Rozwijająca się pandemia, kolejne zachorowania, statystyki, alarmujące scenariusze. Wszystko to każe zadać sobie pytanie, co jeszcze może się wydarzyć. W tym samym czasie powstaje coraz więcej twórczości związanej z pandemią, nawiązującej do zachowań społecznych (jak całkiem fajna płyta Kazika i Wojtka Jabłońskiego) lub też puszczająca wodze fantazji. Dziś pokażemy Wam opowieść, która będzie trzymać Was w napięciu, pozwoli na dobrą zabawę przy lekturze i do tego stanie się niezłą odskocznią od bieżących problemów.
Lockdown, Robert Ziębiński
Wydawnictwo Kobiece, 2020
Lockdown jest taką zakotwiczoną w rzeczywistości, ale przefiltrowaną przez wyobraźnię autora niesamowitą szaloną jazdą po Warszawie. Warszawie ogarniętej chaosem.

◆ ◆ ◆

**Cel zadania**
Odpowiedz na podstawie tekstu dokumentu:
1. Czyją płytę wymieniono jako przykład twórczości nawiązującej do zachowań społecznych?
2. Jakie wydawnictwo wydało książkę „Lockdown” i w którym roku?
3. Po jakim mieście odbywa się „szalona jazda” w tej książce?

◆ ◆ ◆

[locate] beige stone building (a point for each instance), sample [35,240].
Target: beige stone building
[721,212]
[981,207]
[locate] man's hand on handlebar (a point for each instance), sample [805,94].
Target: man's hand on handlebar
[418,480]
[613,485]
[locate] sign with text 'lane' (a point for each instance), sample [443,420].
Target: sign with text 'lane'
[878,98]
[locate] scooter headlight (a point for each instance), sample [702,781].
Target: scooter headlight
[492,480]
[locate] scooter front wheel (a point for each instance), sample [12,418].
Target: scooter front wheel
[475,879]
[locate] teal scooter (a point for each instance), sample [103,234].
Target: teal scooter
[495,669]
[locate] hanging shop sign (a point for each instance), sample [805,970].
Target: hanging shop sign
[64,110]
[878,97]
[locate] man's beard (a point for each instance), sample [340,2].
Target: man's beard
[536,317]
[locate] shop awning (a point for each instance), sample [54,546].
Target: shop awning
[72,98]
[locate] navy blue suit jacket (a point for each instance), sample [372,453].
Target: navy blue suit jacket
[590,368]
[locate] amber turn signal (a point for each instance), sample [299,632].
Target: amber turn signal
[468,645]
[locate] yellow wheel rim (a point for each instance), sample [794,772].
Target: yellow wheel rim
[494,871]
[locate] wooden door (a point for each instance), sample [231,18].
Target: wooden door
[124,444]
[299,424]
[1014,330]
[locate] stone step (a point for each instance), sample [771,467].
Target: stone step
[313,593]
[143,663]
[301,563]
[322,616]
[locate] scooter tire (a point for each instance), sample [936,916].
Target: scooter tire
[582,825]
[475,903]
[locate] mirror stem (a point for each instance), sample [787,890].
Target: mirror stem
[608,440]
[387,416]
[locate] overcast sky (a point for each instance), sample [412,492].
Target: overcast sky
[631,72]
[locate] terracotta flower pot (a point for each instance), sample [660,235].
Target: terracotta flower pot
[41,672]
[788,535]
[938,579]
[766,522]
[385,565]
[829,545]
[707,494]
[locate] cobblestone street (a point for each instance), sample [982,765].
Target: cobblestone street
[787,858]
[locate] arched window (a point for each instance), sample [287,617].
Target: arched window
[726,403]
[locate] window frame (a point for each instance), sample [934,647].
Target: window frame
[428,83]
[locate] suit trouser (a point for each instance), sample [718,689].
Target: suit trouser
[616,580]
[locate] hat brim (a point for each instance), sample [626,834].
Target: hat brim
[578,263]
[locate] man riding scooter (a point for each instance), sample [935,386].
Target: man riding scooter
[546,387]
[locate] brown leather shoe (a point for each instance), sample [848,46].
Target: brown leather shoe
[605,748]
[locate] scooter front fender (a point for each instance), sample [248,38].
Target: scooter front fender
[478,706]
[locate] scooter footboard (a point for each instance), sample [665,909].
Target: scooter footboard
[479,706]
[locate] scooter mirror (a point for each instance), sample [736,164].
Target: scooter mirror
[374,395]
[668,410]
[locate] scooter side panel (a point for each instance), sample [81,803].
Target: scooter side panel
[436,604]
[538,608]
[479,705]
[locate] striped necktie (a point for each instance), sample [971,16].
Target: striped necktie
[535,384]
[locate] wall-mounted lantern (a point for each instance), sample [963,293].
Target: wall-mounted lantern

◆ ◆ ◆

**Wynik zadania**
1. Płytę Kazika i Wojtka Jabłońskiego.
2. Wydawnictwo Kobiece, w 2020 roku.
3. Po Warszawie, ogarniętej chaosem.